(Supplied text begins)

SHOCK is bound to be the initial reaction to the disclosure in the NHS performance tables today that patients admitted to hospital in East Lancashire are more likely than most to die within a month of treatment.

But serious and alarming as this situation is -- and a cause for every effort for improvement -- it does, of course, need tempering with realisation that the figures are not so much a measure of bad treatment, but of hospitals fighting an uphill battle with patients whose chances of survival are poorer than most to begin with.

For complex as are the torrent of statistics in the second annual performance indicators, in simple terms they are a better measure of where bad health is to be found than of where the poorly performing hospitals are. And it will come as no shock that the worst health is found where there is least wealth -- so that people here in the North West are 50 per cent more likely to die young than those in the Home Counties, particularly from heart disease and cancer.

But if poorer social and economic conditions in East Lancashire encourage harmful lifestyle factors, such as bad housing, poor diet and smoking, it is evident that much if not more improvement is needed at primary care level. A drive to encourage people to visit their doctors sooner and have more frequent check-ups would be a start.

(Supplied text ends)
(Information provided begins)

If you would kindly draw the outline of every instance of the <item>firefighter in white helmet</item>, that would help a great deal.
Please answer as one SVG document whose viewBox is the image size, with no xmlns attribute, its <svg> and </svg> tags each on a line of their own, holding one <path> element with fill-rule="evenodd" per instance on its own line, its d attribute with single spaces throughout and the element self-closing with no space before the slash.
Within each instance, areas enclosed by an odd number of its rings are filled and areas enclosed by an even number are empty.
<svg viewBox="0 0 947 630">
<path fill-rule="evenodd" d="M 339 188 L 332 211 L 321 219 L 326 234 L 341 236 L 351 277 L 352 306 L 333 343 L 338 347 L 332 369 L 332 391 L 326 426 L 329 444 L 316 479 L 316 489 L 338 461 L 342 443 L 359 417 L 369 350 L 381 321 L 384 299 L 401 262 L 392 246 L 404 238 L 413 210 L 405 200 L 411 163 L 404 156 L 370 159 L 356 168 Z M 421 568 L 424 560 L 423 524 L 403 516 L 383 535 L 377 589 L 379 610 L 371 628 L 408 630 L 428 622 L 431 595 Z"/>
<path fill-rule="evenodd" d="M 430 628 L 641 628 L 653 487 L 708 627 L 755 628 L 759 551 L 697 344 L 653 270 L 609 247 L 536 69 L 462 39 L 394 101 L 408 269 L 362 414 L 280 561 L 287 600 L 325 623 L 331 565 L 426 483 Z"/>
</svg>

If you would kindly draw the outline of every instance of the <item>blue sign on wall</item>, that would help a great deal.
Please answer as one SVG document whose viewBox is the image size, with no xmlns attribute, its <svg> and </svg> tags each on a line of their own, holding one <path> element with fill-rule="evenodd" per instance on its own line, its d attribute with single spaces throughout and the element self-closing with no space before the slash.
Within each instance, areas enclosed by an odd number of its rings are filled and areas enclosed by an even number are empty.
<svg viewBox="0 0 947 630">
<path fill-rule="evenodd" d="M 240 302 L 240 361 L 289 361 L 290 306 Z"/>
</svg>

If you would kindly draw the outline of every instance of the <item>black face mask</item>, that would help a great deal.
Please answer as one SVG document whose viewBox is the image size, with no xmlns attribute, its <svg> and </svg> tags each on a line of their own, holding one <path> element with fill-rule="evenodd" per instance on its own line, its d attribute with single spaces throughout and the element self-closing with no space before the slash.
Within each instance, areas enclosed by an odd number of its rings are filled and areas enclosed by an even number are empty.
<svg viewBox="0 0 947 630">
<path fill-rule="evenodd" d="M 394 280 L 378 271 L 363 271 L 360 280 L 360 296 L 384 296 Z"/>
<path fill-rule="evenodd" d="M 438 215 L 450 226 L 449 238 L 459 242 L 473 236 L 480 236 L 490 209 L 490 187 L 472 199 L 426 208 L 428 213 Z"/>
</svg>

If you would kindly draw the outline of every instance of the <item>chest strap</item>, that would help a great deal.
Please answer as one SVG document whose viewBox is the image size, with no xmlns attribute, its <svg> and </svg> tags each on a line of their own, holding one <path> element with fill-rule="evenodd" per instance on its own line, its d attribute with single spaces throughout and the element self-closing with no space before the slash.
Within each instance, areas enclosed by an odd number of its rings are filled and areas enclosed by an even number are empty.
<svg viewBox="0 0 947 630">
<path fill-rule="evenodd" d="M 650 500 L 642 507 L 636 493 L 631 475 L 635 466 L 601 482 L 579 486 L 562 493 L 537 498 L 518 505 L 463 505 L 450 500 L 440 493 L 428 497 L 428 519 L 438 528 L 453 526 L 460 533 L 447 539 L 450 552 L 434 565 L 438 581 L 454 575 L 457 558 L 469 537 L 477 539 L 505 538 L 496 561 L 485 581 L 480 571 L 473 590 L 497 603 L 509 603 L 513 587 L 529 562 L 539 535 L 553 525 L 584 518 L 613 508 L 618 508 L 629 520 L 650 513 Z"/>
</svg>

(Information provided ends)

**Exercise instructions:**
(1) According to the East Lancashire health editorial, how much more likely are people in the North West to die young than those in the Home Counties?
(2) Write the next part of the East Lancashire health editorial, picking up after its final sentence.
The data above have no connection to the East Lancashire health editorial.

**Results in order:**
(1) They are 50 percent more likely to die young.

(2)
Yet even this is hindered by the fact that the area has 10 per cent fewer GPs than the national average -- and, as a study showed two years ago, a potential crisis in its failure to attract young recruits. All of this demands better and greater targeting of NHS resources and recruitment incentives at health blackspots like East Lancashire -- which has twice been refused Health Action Zone status. And in the government's imminent, pre-election gush of aid and strategies for the health service, it is vital that our region is among the winners. Meantime, our health authority, trusts and primary care groups must strive all-out to climb up the performance tables.